So I've finally been able to take the boat out a few times and so far she has been great. It runs fast, but stable and is easy on turns and takes chop very nicely. since there is a slight flare to the bow its also a pretty dry ride. My stereo is working great, next up is to install my trim tabs and i will be keeping an eye out for a poling platform. I only had one slight issue and it is I believe the prop has to much pitch as the hole shot is somewhat of a task as I need my passenger all the way in the bow until I plane out   oh well, need a new prop anyway.






















My dad and I have decided that we are going to paint the hull because of the grey patch on the right side. I'm thinking possibly a light blue.


----------



## fishicaltherapist (Mar 9, 2013)

Keep up the great work, you will never forget this project! [smiley=1-thumbsup3.gif]


----------



## shanekman (Jul 9, 2013)

What do u guys think about interlux brightside or pettit easypoxy for topside paint? opinions needed, thanks


----------



## cutrunner (Jun 8, 2010)

I would rather use house paint than eazypoxy. Some say the brightsides works good but I've never tried it.
You should get the boat wrapped


----------



## shanekman (Jul 9, 2013)

> I would rather use house paint than eazypoxy. Some say the brightsides works good but I've never tried it.
> You should get the boat wrapped


 By wrapped do u mean vinyl wrapped? how durable is that? would that last with the salt water?


----------

### Collected data
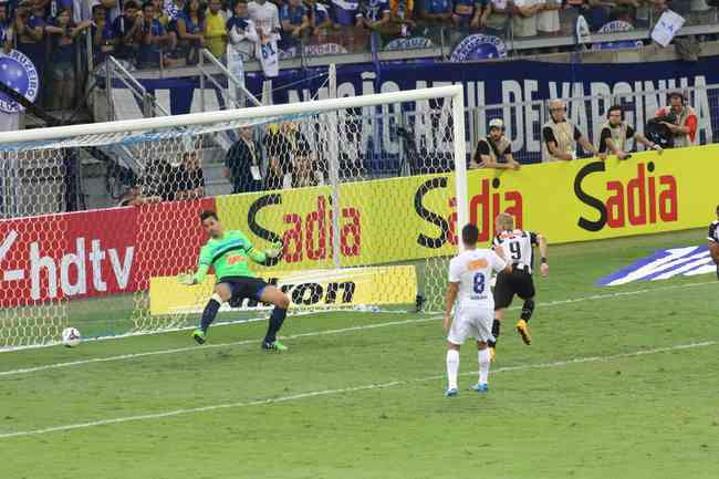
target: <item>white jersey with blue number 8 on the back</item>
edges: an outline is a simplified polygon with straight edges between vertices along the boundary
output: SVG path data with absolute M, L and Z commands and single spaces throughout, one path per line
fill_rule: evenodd
M 507 267 L 497 253 L 488 249 L 467 250 L 449 262 L 449 282 L 459 283 L 457 304 L 461 308 L 494 309 L 494 298 L 490 290 L 492 271 Z

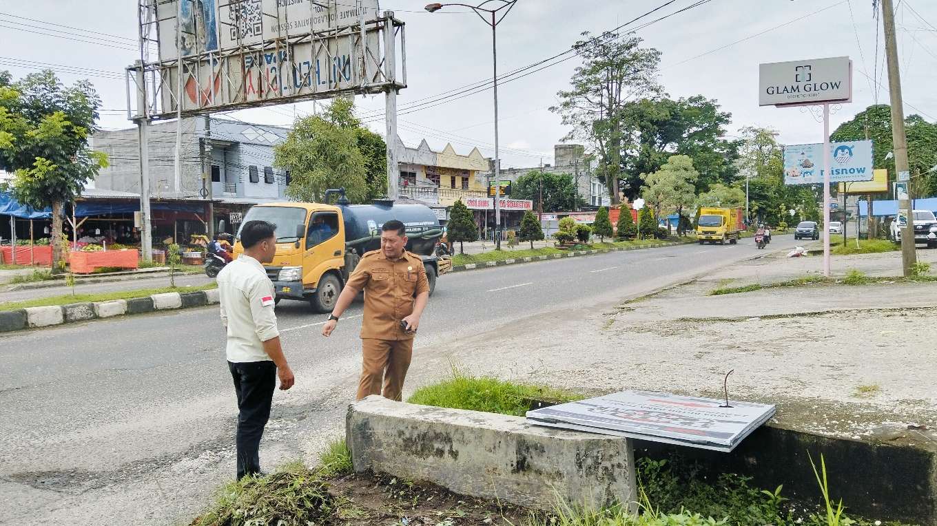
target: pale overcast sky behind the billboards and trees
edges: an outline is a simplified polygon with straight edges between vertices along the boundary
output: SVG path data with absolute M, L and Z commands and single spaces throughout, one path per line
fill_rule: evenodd
M 498 70 L 508 72 L 565 51 L 583 31 L 614 28 L 664 1 L 518 0 L 498 25 Z M 458 12 L 460 7 L 426 13 L 425 3 L 384 0 L 380 5 L 407 23 L 409 87 L 398 97 L 401 113 L 412 101 L 491 77 L 488 26 L 474 14 Z M 642 22 L 693 3 L 677 0 Z M 937 2 L 896 3 L 905 112 L 937 121 Z M 0 69 L 22 77 L 38 66 L 54 65 L 66 82 L 88 78 L 104 101 L 101 124 L 127 127 L 131 124 L 120 111 L 126 108 L 121 72 L 136 55 L 132 51 L 136 4 L 136 0 L 0 0 Z M 645 46 L 662 51 L 661 81 L 669 95 L 717 99 L 733 115 L 729 134 L 744 125 L 771 126 L 781 132 L 781 142 L 797 144 L 821 141 L 822 124 L 806 110 L 759 108 L 758 64 L 850 56 L 854 101 L 833 115 L 835 129 L 876 99 L 888 101 L 884 40 L 881 30 L 876 31 L 876 23 L 879 27 L 881 23 L 872 15 L 871 0 L 712 0 L 641 29 L 638 35 Z M 568 87 L 578 64 L 573 57 L 499 86 L 502 166 L 536 166 L 541 156 L 544 163 L 552 162 L 553 145 L 569 130 L 547 109 L 557 102 L 557 92 Z M 358 105 L 363 115 L 382 112 L 383 96 L 358 97 Z M 298 104 L 296 110 L 311 112 L 312 103 Z M 292 114 L 291 105 L 233 113 L 260 124 L 290 124 Z M 426 139 L 439 150 L 451 141 L 459 153 L 478 146 L 493 156 L 492 122 L 489 90 L 402 114 L 399 135 L 412 145 Z M 369 125 L 383 134 L 382 122 Z

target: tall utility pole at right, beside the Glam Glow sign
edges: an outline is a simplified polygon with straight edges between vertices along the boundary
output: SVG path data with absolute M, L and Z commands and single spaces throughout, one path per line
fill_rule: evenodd
M 891 138 L 894 143 L 895 170 L 898 181 L 909 181 L 908 144 L 904 135 L 904 106 L 901 100 L 901 77 L 898 63 L 898 42 L 895 38 L 895 11 L 891 0 L 881 0 L 882 22 L 885 25 L 885 56 L 888 60 L 888 95 L 891 97 Z M 898 201 L 899 217 L 903 211 L 907 221 L 901 232 L 901 266 L 910 276 L 917 260 L 915 253 L 915 216 L 911 207 L 911 185 L 907 198 Z M 898 197 L 898 196 L 896 196 Z

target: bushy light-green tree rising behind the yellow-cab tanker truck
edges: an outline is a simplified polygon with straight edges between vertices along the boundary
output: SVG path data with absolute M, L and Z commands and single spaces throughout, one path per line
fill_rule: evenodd
M 329 188 L 344 187 L 352 201 L 362 202 L 386 193 L 386 145 L 353 109 L 353 100 L 337 97 L 319 115 L 297 119 L 274 147 L 275 166 L 290 171 L 288 197 L 321 202 Z

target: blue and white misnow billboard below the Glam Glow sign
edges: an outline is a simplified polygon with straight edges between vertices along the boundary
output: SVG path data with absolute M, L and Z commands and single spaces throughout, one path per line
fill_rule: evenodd
M 872 141 L 831 142 L 830 183 L 871 181 Z M 784 147 L 784 184 L 823 183 L 823 144 Z

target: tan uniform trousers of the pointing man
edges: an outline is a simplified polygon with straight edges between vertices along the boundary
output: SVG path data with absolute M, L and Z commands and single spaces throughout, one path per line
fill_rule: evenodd
M 404 378 L 407 377 L 410 358 L 413 356 L 413 339 L 376 340 L 362 339 L 362 372 L 358 384 L 357 400 L 368 395 L 379 394 L 384 398 L 401 402 Z M 383 392 L 381 392 L 383 380 Z

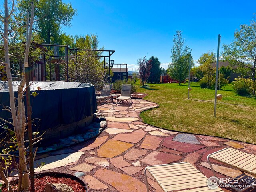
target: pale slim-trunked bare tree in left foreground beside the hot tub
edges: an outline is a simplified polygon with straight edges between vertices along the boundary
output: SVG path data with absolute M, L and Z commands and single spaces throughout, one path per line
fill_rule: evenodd
M 33 19 L 34 19 L 34 4 L 31 2 L 31 16 L 30 16 L 30 27 L 28 33 L 28 38 L 26 41 L 26 51 L 25 51 L 25 59 L 24 59 L 24 67 L 28 67 L 28 52 L 30 48 L 30 42 L 31 42 L 31 36 L 32 36 L 32 26 L 33 26 Z M 12 1 L 12 8 L 10 12 L 8 11 L 8 2 L 7 0 L 4 0 L 4 16 L 0 16 L 2 22 L 4 23 L 4 32 L 3 32 L 3 40 L 4 40 L 4 57 L 5 62 L 1 62 L 6 68 L 6 75 L 8 80 L 8 88 L 9 88 L 9 95 L 10 95 L 10 108 L 8 110 L 11 112 L 12 120 L 5 121 L 6 123 L 11 124 L 14 127 L 14 134 L 16 141 L 14 144 L 17 144 L 18 146 L 18 152 L 19 152 L 19 182 L 18 182 L 18 188 L 17 191 L 24 191 L 29 192 L 30 191 L 30 182 L 28 177 L 28 168 L 27 168 L 27 161 L 26 161 L 26 148 L 25 141 L 24 141 L 24 133 L 26 130 L 27 122 L 26 122 L 26 114 L 25 114 L 25 106 L 24 106 L 24 86 L 25 86 L 25 73 L 24 70 L 22 72 L 22 77 L 20 84 L 18 85 L 18 98 L 17 98 L 17 106 L 14 98 L 14 89 L 12 85 L 12 74 L 11 74 L 11 68 L 10 68 L 10 53 L 9 53 L 9 39 L 12 37 L 9 37 L 9 18 L 12 16 L 12 13 L 14 11 L 14 1 Z M 29 22 L 28 22 L 29 24 Z M 30 161 L 32 161 L 30 159 Z M 0 164 L 0 175 L 4 182 L 8 185 L 8 180 L 3 172 L 2 164 Z M 8 188 L 8 192 L 13 192 L 12 188 Z

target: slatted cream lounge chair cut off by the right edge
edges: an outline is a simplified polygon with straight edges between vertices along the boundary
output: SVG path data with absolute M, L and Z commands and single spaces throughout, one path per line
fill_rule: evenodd
M 254 177 L 256 176 L 256 156 L 253 154 L 248 154 L 246 152 L 242 152 L 232 148 L 224 148 L 222 150 L 209 154 L 207 156 L 207 160 L 214 176 L 216 176 L 210 159 L 236 168 L 242 172 L 251 174 Z M 252 184 L 250 184 L 248 188 L 250 188 L 251 186 Z M 239 191 L 239 189 L 236 187 L 234 187 L 234 189 Z

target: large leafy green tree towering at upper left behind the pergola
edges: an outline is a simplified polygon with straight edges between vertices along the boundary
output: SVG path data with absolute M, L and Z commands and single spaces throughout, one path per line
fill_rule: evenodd
M 29 2 L 30 0 L 19 0 L 19 9 L 27 10 Z M 39 32 L 46 44 L 60 43 L 61 26 L 71 26 L 70 22 L 76 15 L 76 9 L 62 0 L 39 0 L 35 2 L 35 6 L 36 22 L 33 30 Z

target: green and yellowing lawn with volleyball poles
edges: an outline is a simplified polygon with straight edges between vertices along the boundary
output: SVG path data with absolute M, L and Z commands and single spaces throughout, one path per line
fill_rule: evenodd
M 147 124 L 256 144 L 256 97 L 238 96 L 228 84 L 218 91 L 223 99 L 217 102 L 214 118 L 215 90 L 192 82 L 188 100 L 188 83 L 148 85 L 137 92 L 148 93 L 144 99 L 160 106 L 140 114 Z

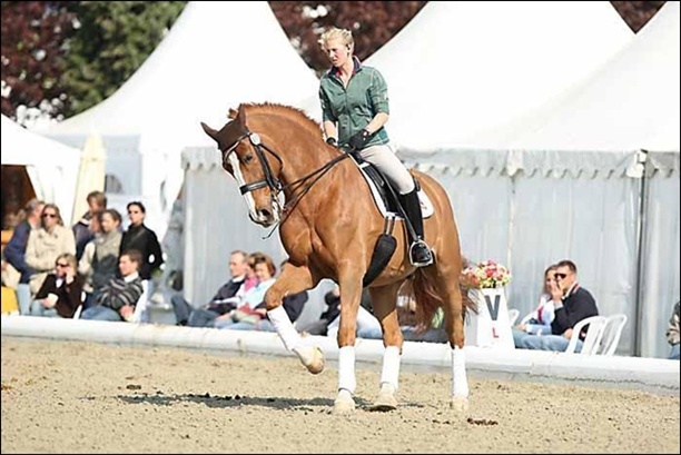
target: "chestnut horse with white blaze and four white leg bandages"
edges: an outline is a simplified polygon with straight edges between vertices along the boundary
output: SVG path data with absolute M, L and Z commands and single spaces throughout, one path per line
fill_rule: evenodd
M 201 122 L 223 155 L 223 167 L 237 180 L 253 221 L 278 225 L 288 263 L 265 296 L 267 315 L 288 350 L 307 369 L 324 369 L 324 354 L 309 346 L 293 327 L 282 299 L 287 294 L 312 289 L 323 278 L 336 281 L 340 293 L 338 329 L 338 394 L 334 414 L 355 409 L 355 329 L 374 245 L 384 229 L 364 177 L 352 159 L 327 145 L 319 126 L 304 112 L 279 105 L 241 105 L 230 110 L 230 121 L 220 130 Z M 402 284 L 413 279 L 416 315 L 428 326 L 443 307 L 445 329 L 452 347 L 452 400 L 457 411 L 468 405 L 464 357 L 465 306 L 458 287 L 462 267 L 458 231 L 450 199 L 432 177 L 412 170 L 434 206 L 424 220 L 425 238 L 435 261 L 414 268 L 407 257 L 404 221 L 395 226 L 397 248 L 381 275 L 369 284 L 374 314 L 381 322 L 385 352 L 375 408 L 394 409 L 403 337 L 396 313 Z M 284 195 L 284 206 L 280 195 Z

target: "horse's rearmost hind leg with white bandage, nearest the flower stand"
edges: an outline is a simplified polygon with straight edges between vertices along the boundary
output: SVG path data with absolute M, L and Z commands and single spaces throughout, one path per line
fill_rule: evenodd
M 437 273 L 433 274 L 437 288 L 444 299 L 445 330 L 452 347 L 452 402 L 455 411 L 468 408 L 468 379 L 464 355 L 464 306 L 458 287 L 458 270 L 440 261 Z

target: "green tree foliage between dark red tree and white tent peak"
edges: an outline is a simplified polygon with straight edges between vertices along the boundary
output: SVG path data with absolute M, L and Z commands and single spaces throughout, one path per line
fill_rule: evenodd
M 111 96 L 144 63 L 177 19 L 185 1 L 81 1 L 68 41 L 61 86 L 69 117 Z

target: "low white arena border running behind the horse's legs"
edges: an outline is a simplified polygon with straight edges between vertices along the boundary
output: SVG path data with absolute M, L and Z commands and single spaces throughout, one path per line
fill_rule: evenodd
M 7 316 L 1 318 L 2 336 L 111 343 L 134 346 L 165 346 L 213 352 L 293 356 L 274 333 L 217 330 L 155 324 L 122 324 Z M 319 346 L 327 360 L 338 358 L 335 338 L 308 336 L 306 343 Z M 383 342 L 358 338 L 356 359 L 379 364 Z M 680 387 L 678 360 L 648 357 L 582 356 L 523 349 L 491 349 L 466 346 L 470 372 L 490 373 L 511 378 L 560 380 L 578 384 L 605 384 L 624 388 L 675 393 Z M 406 342 L 402 363 L 431 370 L 451 369 L 447 344 Z

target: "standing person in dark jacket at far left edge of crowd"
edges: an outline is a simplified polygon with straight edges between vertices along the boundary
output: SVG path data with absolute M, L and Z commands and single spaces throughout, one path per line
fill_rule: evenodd
M 17 289 L 17 301 L 21 315 L 30 313 L 32 298 L 29 281 L 36 273 L 26 263 L 26 249 L 31 231 L 40 227 L 40 216 L 43 208 L 45 202 L 42 200 L 31 199 L 28 201 L 26 219 L 17 226 L 3 251 L 7 261 L 6 268 L 2 270 L 3 283 L 6 286 Z M 11 276 L 11 279 L 6 278 L 7 275 Z

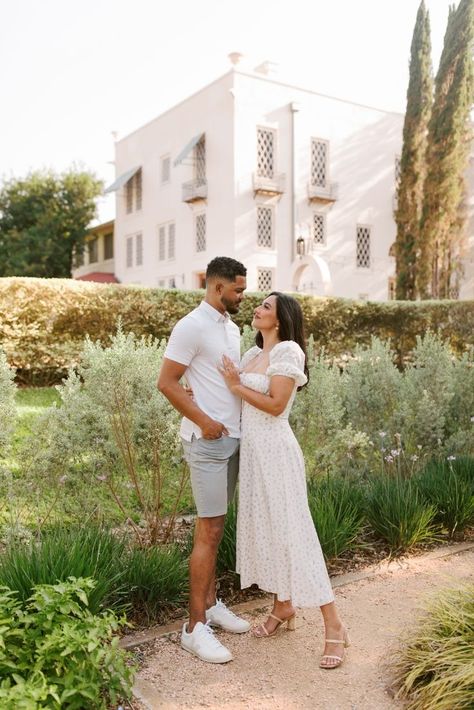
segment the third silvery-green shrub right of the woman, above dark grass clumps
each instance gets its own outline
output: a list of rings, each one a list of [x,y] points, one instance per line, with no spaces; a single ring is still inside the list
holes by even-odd
[[[455,358],[449,345],[432,333],[417,337],[413,362],[402,379],[398,431],[406,453],[418,444],[434,453],[446,436],[455,391]]]

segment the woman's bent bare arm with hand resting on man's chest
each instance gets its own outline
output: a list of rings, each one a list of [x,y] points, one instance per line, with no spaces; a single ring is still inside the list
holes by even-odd
[[[224,355],[222,360],[223,364],[218,369],[233,394],[241,397],[252,407],[256,407],[274,417],[278,417],[285,410],[295,386],[295,381],[292,377],[273,375],[270,378],[270,393],[261,394],[241,384],[239,371],[230,358]]]

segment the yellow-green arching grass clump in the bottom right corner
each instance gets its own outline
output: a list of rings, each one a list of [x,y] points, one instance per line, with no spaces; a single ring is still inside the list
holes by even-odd
[[[448,589],[403,639],[396,657],[399,697],[409,710],[472,708],[474,585]]]

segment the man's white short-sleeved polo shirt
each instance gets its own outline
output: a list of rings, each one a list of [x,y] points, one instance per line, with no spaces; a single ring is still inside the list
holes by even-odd
[[[181,318],[173,328],[164,357],[186,365],[186,379],[194,401],[208,416],[224,424],[229,436],[240,437],[240,398],[227,387],[217,365],[227,355],[238,366],[240,332],[226,313],[206,301]],[[183,417],[181,436],[191,441],[202,437],[201,429]]]

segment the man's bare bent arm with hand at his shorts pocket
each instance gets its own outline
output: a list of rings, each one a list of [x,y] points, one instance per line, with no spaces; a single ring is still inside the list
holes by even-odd
[[[158,389],[183,417],[197,424],[204,439],[219,439],[227,435],[229,432],[225,426],[203,412],[179,384],[186,369],[186,365],[165,357],[158,377]]]

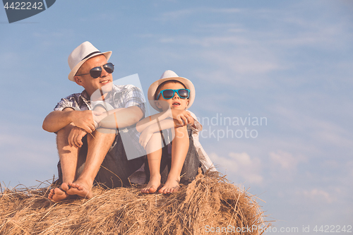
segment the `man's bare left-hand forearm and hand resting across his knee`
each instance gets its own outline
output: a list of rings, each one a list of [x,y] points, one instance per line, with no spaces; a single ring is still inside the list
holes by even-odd
[[[95,131],[92,111],[76,111],[71,108],[51,112],[45,117],[42,127],[45,131],[57,132],[70,123],[75,124],[75,126],[79,128],[83,128],[83,130],[88,133]]]

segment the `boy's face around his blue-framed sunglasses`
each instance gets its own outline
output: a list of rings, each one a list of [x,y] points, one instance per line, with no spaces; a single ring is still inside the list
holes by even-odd
[[[181,83],[168,82],[161,85],[160,88],[158,88],[157,92],[159,94],[161,90],[166,90],[166,89],[178,90],[178,89],[185,89],[185,87]],[[185,110],[186,107],[188,107],[189,99],[181,99],[178,93],[174,92],[174,97],[172,97],[172,99],[169,99],[169,100],[165,100],[163,96],[160,95],[160,97],[158,98],[158,101],[155,101],[155,104],[157,105],[158,108],[162,109],[163,111],[169,108]]]

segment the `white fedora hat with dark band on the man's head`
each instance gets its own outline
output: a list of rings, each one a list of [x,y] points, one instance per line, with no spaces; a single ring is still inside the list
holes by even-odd
[[[76,75],[78,68],[80,68],[80,66],[82,66],[88,59],[100,54],[104,54],[108,61],[112,55],[112,52],[100,52],[90,42],[83,42],[83,44],[76,47],[68,56],[68,66],[71,69],[71,72],[68,73],[68,80],[72,80],[74,82],[75,79],[73,77]]]

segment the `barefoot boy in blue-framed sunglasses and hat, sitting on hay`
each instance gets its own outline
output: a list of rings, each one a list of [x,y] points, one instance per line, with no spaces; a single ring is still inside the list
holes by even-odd
[[[189,183],[195,179],[201,163],[204,171],[215,171],[212,162],[198,143],[198,138],[194,144],[193,135],[197,135],[202,129],[201,124],[195,120],[196,116],[186,111],[194,99],[193,83],[177,76],[173,71],[165,71],[160,80],[150,85],[148,100],[151,106],[161,113],[148,116],[136,125],[137,131],[141,133],[140,144],[148,152],[145,171],[150,177],[148,185],[141,193],[155,193],[161,181],[165,183],[159,193],[174,193],[178,191],[181,180],[183,183]],[[172,132],[173,142],[166,145],[165,139],[169,136],[163,136],[161,130],[168,128]],[[200,151],[196,149],[196,145]],[[201,162],[198,152],[202,155]]]

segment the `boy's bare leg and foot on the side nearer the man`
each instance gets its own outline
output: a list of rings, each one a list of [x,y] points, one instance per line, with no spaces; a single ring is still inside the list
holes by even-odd
[[[162,158],[162,143],[160,133],[154,133],[146,147],[148,153],[148,169],[150,181],[141,193],[155,193],[160,186],[160,161]]]

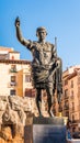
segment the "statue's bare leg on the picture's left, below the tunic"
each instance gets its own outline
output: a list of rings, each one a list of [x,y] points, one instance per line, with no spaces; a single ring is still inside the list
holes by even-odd
[[[42,91],[41,89],[36,89],[36,106],[41,116],[42,113],[41,113],[39,102],[42,102]]]

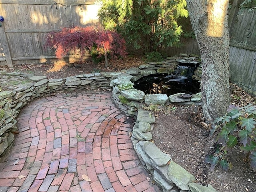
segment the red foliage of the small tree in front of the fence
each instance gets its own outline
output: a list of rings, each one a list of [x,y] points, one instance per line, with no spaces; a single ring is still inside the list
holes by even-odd
[[[126,55],[125,41],[120,34],[109,30],[96,30],[93,27],[76,26],[51,32],[47,35],[46,46],[56,49],[57,58],[62,58],[74,50],[78,50],[82,58],[86,50],[90,52],[92,47],[97,48],[99,56],[105,52],[112,57]]]

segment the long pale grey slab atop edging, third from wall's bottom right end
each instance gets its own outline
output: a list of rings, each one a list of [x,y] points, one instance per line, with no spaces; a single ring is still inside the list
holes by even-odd
[[[157,166],[165,166],[171,160],[171,156],[160,151],[154,143],[140,141],[139,144]]]

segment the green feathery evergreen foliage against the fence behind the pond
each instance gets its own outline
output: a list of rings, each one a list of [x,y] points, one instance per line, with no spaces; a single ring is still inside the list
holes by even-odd
[[[144,52],[178,45],[177,19],[188,17],[186,0],[103,0],[98,12],[105,29],[126,37],[129,46]]]

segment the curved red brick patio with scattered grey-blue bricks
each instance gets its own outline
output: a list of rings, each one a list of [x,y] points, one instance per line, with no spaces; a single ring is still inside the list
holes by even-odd
[[[111,92],[62,93],[30,103],[0,164],[0,192],[160,192],[147,181],[126,120]]]

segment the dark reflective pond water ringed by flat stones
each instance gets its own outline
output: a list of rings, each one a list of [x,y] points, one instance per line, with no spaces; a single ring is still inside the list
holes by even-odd
[[[201,92],[200,83],[191,77],[176,75],[150,75],[140,78],[134,82],[134,88],[143,91],[145,94],[167,94],[170,96],[176,93],[196,94]]]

### Exercise tasks
1. In the boat thread, name every piece of gear or equipment mentioned in the first post.
2. Answer these about the boat thread:
(a) What color is the poster thinking of painting the hull?
(b) Which two topside paints does shanekman ask about?
(c) What does cutrunner say should be done to the boat?
3. Quote the boat thread starting with "So I've finally" and going on through "new prop anyway.".

### Outputs by task
1. stereo, trim tabs, poling platform, prop

2.
(a) Possibly a light blue.
(b) Interlux Brightside and Pettit Easypoxy.
(c) Get the boat wrapped.

3.
So I've finally been able to take the boat out a few times and so far she has been great. It runs fast, but stable and is easy on turns and takes chop very nicely. since there is a slight flare to the bow its also a pretty dry ride. My stereo is working great, next up is to install my trim tabs and i will be keeping an eye out for a poling platform. I only had one slight issue and it is I believe the prop has to much pitch as the hole shot is somewhat of a task as I need my passenger all the way in the bow until I plane out   oh well, need a new prop anyway.